» Material for this exercise:
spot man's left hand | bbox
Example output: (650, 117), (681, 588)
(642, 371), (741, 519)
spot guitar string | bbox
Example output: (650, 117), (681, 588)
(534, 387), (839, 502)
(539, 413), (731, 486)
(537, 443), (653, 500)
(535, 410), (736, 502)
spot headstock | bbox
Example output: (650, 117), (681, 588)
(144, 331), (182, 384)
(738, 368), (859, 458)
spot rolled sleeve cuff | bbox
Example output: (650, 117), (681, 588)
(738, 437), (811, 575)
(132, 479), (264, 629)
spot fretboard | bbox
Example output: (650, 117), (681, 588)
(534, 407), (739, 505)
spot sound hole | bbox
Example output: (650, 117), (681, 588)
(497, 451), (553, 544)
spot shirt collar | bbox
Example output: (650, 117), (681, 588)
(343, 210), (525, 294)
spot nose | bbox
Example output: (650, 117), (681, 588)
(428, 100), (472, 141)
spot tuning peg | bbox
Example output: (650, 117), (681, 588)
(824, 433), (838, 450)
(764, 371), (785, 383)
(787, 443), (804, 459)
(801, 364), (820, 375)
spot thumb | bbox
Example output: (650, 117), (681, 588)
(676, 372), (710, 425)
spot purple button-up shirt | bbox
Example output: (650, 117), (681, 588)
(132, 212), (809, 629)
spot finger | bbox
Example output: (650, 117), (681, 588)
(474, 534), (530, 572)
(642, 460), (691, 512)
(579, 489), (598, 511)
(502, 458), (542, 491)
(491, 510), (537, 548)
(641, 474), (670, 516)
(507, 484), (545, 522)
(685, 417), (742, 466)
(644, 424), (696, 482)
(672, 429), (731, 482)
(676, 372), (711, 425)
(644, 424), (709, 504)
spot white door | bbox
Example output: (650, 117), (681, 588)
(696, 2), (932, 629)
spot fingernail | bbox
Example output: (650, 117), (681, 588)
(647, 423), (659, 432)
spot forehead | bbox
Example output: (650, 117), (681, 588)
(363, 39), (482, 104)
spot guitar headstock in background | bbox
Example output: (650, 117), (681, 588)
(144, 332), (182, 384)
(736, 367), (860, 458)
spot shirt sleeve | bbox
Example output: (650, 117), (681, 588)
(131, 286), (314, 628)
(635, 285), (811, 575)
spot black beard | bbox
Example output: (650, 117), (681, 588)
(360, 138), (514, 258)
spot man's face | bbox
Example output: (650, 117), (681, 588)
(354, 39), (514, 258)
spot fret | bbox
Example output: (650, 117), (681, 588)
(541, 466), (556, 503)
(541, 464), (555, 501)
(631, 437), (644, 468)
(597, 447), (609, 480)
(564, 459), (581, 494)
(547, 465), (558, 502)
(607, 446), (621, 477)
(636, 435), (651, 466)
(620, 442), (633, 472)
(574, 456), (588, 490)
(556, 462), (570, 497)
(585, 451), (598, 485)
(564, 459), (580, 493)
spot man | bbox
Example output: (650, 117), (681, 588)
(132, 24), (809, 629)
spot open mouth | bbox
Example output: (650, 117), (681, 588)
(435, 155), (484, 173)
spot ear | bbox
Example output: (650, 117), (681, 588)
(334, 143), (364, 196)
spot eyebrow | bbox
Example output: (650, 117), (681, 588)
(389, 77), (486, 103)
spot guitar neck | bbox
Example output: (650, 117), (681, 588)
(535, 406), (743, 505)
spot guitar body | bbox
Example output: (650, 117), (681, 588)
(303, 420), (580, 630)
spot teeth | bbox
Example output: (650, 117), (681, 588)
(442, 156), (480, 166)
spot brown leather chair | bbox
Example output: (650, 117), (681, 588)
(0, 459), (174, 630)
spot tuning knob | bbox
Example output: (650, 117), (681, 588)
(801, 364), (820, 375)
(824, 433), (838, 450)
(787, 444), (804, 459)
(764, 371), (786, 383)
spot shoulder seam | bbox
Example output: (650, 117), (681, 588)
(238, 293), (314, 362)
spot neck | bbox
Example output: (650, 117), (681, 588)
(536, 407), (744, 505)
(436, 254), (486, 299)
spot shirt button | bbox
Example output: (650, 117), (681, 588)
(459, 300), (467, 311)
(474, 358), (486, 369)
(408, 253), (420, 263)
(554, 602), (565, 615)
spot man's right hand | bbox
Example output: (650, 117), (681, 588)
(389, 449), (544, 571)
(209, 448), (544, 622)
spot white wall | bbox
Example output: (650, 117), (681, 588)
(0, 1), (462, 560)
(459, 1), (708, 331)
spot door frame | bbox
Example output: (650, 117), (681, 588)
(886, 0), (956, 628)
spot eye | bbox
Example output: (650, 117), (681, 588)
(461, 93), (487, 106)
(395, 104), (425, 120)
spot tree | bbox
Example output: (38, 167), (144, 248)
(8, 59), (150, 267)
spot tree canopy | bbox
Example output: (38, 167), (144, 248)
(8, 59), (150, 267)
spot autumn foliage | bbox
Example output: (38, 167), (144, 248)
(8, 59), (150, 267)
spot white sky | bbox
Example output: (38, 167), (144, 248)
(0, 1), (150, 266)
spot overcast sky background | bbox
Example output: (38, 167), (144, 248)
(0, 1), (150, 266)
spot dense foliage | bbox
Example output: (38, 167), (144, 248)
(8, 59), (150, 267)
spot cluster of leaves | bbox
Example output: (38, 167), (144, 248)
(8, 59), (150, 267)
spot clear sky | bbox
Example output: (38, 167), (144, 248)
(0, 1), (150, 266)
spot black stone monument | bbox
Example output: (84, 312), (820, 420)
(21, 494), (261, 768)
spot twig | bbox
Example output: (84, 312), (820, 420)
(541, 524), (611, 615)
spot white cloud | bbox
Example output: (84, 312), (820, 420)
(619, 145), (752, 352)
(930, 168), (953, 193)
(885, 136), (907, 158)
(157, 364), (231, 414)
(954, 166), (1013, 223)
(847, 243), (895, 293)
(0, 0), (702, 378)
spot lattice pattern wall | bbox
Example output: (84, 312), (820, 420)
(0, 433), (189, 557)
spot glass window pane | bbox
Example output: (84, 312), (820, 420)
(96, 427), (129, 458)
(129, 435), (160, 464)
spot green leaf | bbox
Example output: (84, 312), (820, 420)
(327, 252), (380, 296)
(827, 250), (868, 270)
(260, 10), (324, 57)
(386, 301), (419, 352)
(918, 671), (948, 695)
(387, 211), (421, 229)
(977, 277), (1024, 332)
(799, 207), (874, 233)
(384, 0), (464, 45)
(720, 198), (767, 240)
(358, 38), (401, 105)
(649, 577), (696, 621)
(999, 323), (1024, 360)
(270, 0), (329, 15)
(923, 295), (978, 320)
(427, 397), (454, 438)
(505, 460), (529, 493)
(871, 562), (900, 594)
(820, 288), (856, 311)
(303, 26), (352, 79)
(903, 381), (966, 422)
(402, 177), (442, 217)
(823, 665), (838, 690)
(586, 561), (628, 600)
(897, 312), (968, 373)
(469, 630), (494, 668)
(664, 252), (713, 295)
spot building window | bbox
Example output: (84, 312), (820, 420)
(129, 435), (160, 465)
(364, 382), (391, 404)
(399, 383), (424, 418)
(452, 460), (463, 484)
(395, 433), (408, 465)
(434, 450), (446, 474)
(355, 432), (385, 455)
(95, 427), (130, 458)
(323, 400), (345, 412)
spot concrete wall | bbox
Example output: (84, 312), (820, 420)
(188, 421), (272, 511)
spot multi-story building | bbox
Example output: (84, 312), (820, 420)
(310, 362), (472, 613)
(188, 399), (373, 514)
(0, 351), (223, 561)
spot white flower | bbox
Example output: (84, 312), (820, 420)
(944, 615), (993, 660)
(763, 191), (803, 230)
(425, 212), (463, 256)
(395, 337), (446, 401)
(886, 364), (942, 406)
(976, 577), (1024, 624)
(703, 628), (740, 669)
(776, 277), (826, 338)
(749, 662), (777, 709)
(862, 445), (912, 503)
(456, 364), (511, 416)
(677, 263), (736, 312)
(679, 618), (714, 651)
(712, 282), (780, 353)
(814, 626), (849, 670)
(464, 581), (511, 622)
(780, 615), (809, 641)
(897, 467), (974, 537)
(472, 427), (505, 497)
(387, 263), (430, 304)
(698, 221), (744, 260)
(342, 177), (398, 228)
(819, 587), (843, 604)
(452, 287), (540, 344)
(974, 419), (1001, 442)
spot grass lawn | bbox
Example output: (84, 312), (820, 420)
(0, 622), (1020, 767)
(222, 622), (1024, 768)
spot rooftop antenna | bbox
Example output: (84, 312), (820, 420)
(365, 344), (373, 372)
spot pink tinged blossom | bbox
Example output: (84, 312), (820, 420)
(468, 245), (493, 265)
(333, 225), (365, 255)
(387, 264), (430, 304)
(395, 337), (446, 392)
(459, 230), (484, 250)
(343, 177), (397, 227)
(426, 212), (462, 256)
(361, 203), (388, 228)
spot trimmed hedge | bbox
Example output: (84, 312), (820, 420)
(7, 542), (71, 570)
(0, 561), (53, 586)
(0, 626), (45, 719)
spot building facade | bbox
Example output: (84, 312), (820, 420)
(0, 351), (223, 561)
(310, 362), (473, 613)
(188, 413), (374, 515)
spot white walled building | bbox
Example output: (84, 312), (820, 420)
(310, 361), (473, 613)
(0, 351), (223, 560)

» Directions: Provide every line from the material that contains the word "building".

» Your solution:
spot building window | bbox
spot multi-story building | bbox
spot building facade | bbox
spot white walled building | bbox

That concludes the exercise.